MATERIAL PROVIDED -
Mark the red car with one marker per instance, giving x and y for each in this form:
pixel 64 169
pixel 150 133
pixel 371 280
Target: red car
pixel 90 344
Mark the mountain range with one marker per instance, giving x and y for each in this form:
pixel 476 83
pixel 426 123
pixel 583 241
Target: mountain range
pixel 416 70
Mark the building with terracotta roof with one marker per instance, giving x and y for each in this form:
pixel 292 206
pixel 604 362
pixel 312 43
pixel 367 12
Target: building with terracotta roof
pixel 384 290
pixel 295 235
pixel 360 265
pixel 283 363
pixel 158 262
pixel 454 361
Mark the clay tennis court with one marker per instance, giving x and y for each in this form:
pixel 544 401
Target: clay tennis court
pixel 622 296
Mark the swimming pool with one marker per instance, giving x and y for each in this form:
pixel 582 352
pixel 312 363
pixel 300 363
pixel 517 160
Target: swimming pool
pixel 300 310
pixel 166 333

TASK DIRECTIONS -
Can you reproduce verbatim the part of the data that opens with the line containing "Mark the swimming" and closes at the end of the data?

ANSWER FOR THIS EXERCISE -
Mark the swimming pool with one marker per instance, giving x and y for each in this form:
pixel 582 352
pixel 312 363
pixel 300 363
pixel 517 160
Target: swimming pool
pixel 300 310
pixel 166 333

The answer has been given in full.